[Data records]
- - -

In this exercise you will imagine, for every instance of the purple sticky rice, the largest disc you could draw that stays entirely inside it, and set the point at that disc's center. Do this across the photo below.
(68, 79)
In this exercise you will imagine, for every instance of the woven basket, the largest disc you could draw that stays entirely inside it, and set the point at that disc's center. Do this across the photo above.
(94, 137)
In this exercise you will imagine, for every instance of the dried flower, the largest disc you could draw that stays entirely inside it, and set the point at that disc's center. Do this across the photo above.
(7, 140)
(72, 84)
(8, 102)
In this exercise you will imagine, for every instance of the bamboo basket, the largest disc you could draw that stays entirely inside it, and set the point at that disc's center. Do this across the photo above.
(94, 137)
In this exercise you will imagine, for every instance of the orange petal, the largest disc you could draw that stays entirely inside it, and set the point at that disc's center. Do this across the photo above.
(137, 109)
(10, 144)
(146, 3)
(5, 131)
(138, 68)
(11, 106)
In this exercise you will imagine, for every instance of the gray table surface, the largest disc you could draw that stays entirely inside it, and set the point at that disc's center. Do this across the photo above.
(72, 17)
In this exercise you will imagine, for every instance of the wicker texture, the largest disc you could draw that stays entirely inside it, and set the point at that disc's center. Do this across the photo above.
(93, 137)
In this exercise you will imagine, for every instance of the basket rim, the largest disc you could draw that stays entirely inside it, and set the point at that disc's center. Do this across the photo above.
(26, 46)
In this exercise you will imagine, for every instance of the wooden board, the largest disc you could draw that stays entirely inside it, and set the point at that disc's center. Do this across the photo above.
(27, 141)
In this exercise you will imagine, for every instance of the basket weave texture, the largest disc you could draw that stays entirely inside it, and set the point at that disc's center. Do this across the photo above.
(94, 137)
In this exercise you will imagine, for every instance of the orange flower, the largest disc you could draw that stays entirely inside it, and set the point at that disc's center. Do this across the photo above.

- - -

= DESCRIPTION OF THE TASK =
Output every entry word for word.

= EXERCISE RESULT =
In this exercise you will imagine, for every instance of the purple sticky rice, the largest disc you could draw that stays entirely inside it, and set the point at that disc's center. Do this across the photo below.
(68, 79)
In this exercise you will imagine, for every instance of the woven basket, the largest disc you could draw that stays entirely inside it, and set the point at that disc's center. Do this across the photo above.
(94, 137)
In this exercise you will imagine, for every instance of the dried flower, the largest disc you could draw that stays entirely inside it, and set the point at that disc's center. Do this across the photo above.
(7, 140)
(72, 84)
(8, 102)
In this exercise you will imagine, for every instance of the bamboo basket, the largest disc you could draw that stays entirely inside it, and set the point at that disc's center. Do this across the photo above.
(94, 137)
In this exercise you will imagine, for every instance of the orange petal, the largest disc you could draw that stays entirely inside it, and set the point at that disc's center. Do this across the photo above.
(137, 109)
(10, 144)
(146, 3)
(5, 131)
(138, 68)
(11, 106)
In this exercise you will imagine, for every instance of the gray table surface, the largest disc you could draw that stays entirely inside it, and set the point at that disc's center. Do this across the photo above.
(72, 17)
In this exercise you will imagine, for every instance of the wicker texture, the largest disc you could draw that stays entirely inside it, and set the point at that disc's center. Do this across the photo above.
(93, 137)
In this exercise you will imagine, for every instance of the basket rim, the largest disc you could draw that stays entirely inside it, and set the point at that disc's center. Do this across the photo above.
(26, 46)
In this exercise you will imagine, for every instance of the wooden board, the largest disc you could draw that stays entirely inside it, and set the point at that disc's center. Do this across the photo above.
(27, 141)
In this exercise you will imagine, for every instance of the basket weave texture, the largest disc you could draw that stays entirely inside it, and set the point at that disc's center. Do this across the photo above.
(94, 137)
In this exercise you will imagine, for every instance of the orange flower, the largest disc you could draw that stays entirely inside it, and set the point at that disc's center. Do this across the photo above.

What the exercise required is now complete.